# Page text
-.-.-
Normally, CloudWatch Alarm Actions are edge-triggered (that is, an Action occurs only when the alarm transitions from OK to ALARM or vice-versa). However, if the Alarm Action is an AutoScaling policy the Alarm keeps on triggering the AutoScaling policy periodically, so that if the alarm goes further out of spec, higher scaling tiers can be activated. (For example, the CPU usage goes to 75% and an instance is added. However, that doesn't make the load go down enough yet, and after an (undefined) while the policy is activated again and another instance is added).

The question is, how to set up step scaling policies to achieve the scaling that the user wants?

Solution 1: Two alarms, two policies

This is what I see most on the internet--a separate alarm and a separate scaling policy for scaling out and scaling in. Seems inefficient, resource-wise.

Also, AutoScaling policies seem to imply they can both scale in and scale out in a single policy, but you'd never take advantage of that in this way.
-.-.-
Records of labeled points:
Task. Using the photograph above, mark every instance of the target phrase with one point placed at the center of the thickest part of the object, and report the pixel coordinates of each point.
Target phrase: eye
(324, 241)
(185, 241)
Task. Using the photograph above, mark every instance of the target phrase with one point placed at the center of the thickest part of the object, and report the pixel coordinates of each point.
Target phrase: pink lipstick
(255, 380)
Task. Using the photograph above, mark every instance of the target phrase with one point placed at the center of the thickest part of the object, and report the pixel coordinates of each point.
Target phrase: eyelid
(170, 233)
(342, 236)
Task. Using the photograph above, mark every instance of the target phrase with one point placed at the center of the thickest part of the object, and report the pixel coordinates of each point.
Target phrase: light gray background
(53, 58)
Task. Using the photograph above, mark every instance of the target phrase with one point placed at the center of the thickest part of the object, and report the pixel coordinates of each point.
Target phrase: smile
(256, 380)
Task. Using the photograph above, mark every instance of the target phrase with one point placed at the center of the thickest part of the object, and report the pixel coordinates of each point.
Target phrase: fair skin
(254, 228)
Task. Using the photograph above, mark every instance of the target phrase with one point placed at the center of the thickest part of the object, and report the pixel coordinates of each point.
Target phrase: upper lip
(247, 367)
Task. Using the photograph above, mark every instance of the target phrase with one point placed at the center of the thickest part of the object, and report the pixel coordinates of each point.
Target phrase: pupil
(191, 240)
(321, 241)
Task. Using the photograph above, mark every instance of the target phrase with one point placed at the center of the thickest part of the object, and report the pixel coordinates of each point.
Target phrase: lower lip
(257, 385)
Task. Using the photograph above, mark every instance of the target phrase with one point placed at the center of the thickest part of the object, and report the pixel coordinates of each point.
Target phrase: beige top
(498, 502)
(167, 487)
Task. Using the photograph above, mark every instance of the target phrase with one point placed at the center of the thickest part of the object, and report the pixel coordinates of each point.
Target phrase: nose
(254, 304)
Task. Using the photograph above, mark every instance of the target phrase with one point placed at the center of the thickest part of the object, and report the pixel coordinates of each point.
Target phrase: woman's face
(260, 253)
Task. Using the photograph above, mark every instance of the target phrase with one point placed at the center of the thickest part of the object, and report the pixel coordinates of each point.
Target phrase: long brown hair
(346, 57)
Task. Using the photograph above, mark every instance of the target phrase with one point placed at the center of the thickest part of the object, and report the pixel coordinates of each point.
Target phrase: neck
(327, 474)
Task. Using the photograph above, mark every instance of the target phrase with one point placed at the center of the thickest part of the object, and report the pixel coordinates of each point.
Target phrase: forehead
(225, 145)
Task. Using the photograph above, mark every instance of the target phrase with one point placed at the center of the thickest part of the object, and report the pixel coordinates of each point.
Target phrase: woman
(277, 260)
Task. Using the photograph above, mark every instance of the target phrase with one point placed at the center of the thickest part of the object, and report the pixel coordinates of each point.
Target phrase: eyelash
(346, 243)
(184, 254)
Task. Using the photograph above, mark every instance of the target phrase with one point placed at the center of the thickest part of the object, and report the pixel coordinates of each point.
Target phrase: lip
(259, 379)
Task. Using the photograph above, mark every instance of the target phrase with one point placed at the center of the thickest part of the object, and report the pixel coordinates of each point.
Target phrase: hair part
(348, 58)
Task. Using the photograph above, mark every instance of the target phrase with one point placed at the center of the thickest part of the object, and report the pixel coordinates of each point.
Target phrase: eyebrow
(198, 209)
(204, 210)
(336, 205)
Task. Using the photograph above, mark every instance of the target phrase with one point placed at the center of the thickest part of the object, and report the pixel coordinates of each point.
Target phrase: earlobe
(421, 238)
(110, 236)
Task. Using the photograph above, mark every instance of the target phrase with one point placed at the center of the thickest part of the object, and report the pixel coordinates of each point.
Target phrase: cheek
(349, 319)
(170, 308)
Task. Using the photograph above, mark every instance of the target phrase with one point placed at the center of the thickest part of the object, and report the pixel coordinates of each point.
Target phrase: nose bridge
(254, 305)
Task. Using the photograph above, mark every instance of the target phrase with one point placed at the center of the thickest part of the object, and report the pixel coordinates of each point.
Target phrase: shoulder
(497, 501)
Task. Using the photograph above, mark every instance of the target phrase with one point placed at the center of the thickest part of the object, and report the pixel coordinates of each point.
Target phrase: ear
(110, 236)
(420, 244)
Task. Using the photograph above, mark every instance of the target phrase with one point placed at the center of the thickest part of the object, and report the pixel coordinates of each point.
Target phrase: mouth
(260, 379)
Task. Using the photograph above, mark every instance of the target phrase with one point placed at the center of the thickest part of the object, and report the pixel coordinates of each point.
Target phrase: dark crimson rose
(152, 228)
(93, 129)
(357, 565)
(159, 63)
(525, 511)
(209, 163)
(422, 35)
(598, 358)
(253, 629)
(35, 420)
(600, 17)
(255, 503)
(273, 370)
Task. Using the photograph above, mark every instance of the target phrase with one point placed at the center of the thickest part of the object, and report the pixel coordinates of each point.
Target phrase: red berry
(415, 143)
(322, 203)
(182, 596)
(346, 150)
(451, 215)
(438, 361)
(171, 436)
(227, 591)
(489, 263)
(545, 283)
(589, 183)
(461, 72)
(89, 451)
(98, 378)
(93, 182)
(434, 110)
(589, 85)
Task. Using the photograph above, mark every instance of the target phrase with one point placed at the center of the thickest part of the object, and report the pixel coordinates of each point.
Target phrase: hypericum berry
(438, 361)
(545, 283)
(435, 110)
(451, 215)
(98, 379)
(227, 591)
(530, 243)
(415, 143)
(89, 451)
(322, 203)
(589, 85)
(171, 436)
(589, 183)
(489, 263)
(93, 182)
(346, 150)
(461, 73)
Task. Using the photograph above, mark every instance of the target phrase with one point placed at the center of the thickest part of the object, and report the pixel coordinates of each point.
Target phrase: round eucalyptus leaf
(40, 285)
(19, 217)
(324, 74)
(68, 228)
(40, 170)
-.-.-
# Task requirements
**A.** Reproduce the part of the CloudWatch alarm text from "Solution 1: Two" up to and including "in this way.".
**B.** Answer these questions using the CloudWatch alarm text.
(i) When does an Alarm Action normally occur?
(ii) In the example, at what CPU usage is an instance added?
(iii) What does Solution 1 use for scaling out and scaling in?

# Exercise results
**A.**
Solution 1: Two alarms, two policies

This is what I see most on the internet--a separate alarm and a separate scaling policy for scaling out and scaling in. Seems inefficient, resource-wise.

Also, AutoScaling policies seem to imply they can both scale in and scale out in a single policy, but you'd never take advantage of that in this way.

**B.**
(i) Only when the alarm transitions from OK to ALARM or vice versa.
(ii) 75%.
(iii) A separate alarm and a separate scaling policy for each.